Mevlid Gecesi münasebetiyle camilerde düzenlenen programlarda, Kur’an-ı Kerim tilavet edildi, ilahiler ve mevlitten bahirler okundu, salavatlar getirildi ve dualar edildi.
Hazreti Peygamberin insanlığa getirdiği rahmet yüklü mesajlarından konular anlatıldığı programlarda ayrıca Diyanet İşleri Başkanlığının Mevlid-i Nebi Haftası münasebetiyle belirlediği “Peygamberimiz, Cami ve İrşat” teması çerçevesinde Hz. Peygamberin hayatından örnekler aktarıldı.
Diyanet İşleri Başkanlığınca, Sakarya’nın Adapazarı ilçesindeki Şeyh Edebali Camii’nde düzenlenen Mevlid-i Nebi Gecesi Özel Programı’na Diyanet İşleri Başkanı Prof. Dr. Ali Erbaş ve çok sayıda vatandaş katıldı.
Programda konuşan Diyanet İşleri Başkanı Erbaş, “Mübarek bir gecenin yıl dönümündeyiz. O gece ki, gecelerin en güzeli. Rebiulevvel ayının 12. gecesi. Rabbimizin, ‘Ey Muhammed! Seni ancak âlemlere rahmet olarak gönderdik.’ buyurarak övdüğü Hazreti Muhammed Mustafa aleyhissalatü vesselam Efendimizin dünyayı şereflendirdiği geceyi idrak ediyoruz. Ne mutlu bize.” dedi.
......
■ **Yapılacak iş**: Mevlid Gecesi camilerde düzenlenen programları anlatan metni, son cümlesinin ardından devam ettirin.
......
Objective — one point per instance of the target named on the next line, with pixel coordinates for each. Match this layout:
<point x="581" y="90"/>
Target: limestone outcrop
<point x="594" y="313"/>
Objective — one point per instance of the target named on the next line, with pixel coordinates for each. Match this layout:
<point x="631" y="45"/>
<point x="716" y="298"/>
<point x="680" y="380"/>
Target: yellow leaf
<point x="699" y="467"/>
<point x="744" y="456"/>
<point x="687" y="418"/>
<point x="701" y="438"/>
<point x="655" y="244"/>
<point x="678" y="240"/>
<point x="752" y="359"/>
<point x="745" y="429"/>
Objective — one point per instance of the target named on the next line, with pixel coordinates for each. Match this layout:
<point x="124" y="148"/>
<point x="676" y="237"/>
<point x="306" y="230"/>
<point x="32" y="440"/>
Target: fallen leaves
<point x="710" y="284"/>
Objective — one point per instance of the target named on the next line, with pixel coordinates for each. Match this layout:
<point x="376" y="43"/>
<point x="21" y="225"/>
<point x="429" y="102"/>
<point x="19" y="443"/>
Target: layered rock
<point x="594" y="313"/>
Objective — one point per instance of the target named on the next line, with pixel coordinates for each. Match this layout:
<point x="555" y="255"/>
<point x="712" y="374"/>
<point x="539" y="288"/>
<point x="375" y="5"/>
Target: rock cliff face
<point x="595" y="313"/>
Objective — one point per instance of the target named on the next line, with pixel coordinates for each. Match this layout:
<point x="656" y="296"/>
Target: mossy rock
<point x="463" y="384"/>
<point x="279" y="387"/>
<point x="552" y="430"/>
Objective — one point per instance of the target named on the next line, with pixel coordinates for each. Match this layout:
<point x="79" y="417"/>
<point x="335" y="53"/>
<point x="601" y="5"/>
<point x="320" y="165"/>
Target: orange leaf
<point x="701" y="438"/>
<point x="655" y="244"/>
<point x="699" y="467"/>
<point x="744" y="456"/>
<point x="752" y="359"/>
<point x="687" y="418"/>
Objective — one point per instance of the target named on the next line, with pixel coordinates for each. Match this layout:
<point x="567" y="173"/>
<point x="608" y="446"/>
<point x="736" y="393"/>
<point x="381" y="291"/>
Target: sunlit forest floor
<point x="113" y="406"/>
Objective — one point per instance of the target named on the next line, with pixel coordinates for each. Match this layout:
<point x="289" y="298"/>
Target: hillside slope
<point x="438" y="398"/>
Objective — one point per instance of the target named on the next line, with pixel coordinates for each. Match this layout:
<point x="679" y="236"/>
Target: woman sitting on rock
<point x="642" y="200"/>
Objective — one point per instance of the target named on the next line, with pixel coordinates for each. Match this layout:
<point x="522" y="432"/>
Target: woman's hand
......
■ **Alıştırmanın cevabı**:
Hazreti Peygamberin insanlığı karanlıklardan aydınlığa çıkarmak için hayatı boyunca mücadele ettiğine işaret eden Başkan Erbaş, “O Nebi ki, kırk yaşında Nurdağı’nda, ‘Yaratan Rabbinin adıyla oku.’ emriyle görevine başladı. Efendimiz aleyhissalatü vesselam, Kur’an-ı Kerim’in tamamlanması ile yeryüzünü aydınlatacak o ilkeleri, emirleri, kaçınılması gereken nehiyleri, muamelatı, ahlaki ilkeleri, bütün bunları tamamladı.” diye konuştu.
Hz. Peygamberin, Kur’an-ı Kerim’de şahit, müjdeci, uyarıcı, davetçi gibi farklı vasıflarla tanıtıldığına işaret eden Başkan Erbaş, şunları söyledi:
“Şahitlik. Neye şahitlik yaptı Allah Resulü Efendimiz? Hakkın batıla hakim oluşuna, iyiliklerin yaygınlaşmasına, kötülüklerin ortadan kalkmasına, iyilikte, takvada yardımlaşmak, kötülükle, günahta, düşmanlıkta yardımlaşmamak ilkesinin yeryüzünde yerleşmesine Efendimiz aleyhissalatü vesselamın öncülük yapmasına ve benzeri konulara şahitlik etti.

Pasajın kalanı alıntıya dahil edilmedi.